"""

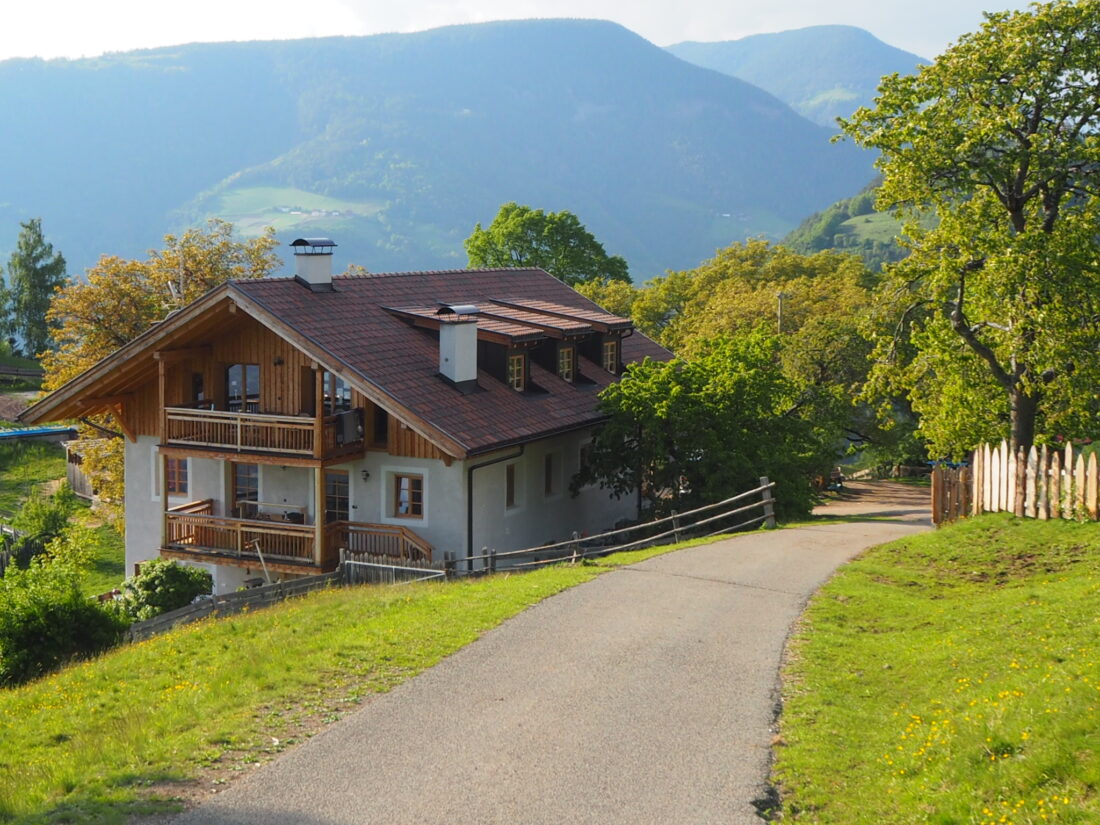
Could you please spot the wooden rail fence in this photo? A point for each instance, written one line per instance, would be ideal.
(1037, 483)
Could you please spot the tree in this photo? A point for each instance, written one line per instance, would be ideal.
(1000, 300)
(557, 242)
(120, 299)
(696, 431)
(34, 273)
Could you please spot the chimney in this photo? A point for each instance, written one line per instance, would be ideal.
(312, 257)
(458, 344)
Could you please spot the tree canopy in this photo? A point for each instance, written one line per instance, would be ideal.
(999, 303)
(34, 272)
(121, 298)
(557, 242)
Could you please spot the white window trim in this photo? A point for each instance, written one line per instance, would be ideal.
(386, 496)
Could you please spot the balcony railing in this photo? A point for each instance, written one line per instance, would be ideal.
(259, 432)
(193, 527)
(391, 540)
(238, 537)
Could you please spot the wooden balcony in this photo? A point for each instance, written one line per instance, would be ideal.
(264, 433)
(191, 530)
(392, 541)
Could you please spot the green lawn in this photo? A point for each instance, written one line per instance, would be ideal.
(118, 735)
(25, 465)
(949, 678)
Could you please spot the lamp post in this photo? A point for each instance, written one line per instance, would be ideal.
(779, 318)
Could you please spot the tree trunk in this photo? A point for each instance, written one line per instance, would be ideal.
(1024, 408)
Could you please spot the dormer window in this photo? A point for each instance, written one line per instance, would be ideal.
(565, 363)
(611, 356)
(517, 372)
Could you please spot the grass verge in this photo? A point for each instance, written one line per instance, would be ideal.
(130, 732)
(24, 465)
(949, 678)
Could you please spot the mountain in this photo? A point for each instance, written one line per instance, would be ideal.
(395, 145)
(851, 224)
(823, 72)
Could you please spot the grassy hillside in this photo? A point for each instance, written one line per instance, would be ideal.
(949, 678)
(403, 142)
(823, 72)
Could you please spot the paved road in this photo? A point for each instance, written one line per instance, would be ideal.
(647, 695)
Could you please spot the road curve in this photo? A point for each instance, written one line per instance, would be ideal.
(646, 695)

"""

-- SHORT EXERCISE --
Set down verbatim the lines of the records from the line containing "Could you please spot the white" through the end of the records, inclusive.

-- FULL OUTPUT --
Could you please spot the white window trim in this photo? A point for each instance, written one line per instance, would be ideal.
(386, 496)
Could you please spot the balcony railing in this photo? A point for each instance, written one line per instance, would be ideal.
(259, 432)
(193, 527)
(391, 540)
(238, 537)
Could you please spot the wooden balcony in this photo? A point for each instance, written one line per instance, would be ideal.
(264, 433)
(191, 530)
(392, 541)
Could you please spot the green lawn in this photo? A point for each instance, written one line per instance, would be ideal.
(118, 735)
(25, 465)
(949, 678)
Could you please spot the lamp post in this photo? A point for each instance, written one line per instance, would be ideal.
(779, 318)
Could you please spot the tree trunk in this photo? A point for each instance, written one line per instance, would be ideal.
(1024, 408)
Could you please spot the dormer window in this photo? A point for each instance, written one line per instance, would be ideal.
(565, 363)
(611, 356)
(517, 372)
Could you please spot the grass verge in this photo? A point for each instance, written one line per instance, would be ideal.
(130, 732)
(24, 465)
(949, 678)
Could you please spot the mountain in this photo? A point for each instance, written one line per instance, would be ideal.
(395, 145)
(851, 224)
(823, 72)
Could you please spot the grassy hillside in this photo? A point for each instance, written one line per instance, would be ideal.
(949, 678)
(403, 142)
(823, 72)
Could you please spot the paved road in this photo? A point for each instance, written one line per instance, would be ideal.
(647, 695)
Could you please spot the road curve in this photo? A point for each instance, written one line per instance, would be ideal.
(646, 695)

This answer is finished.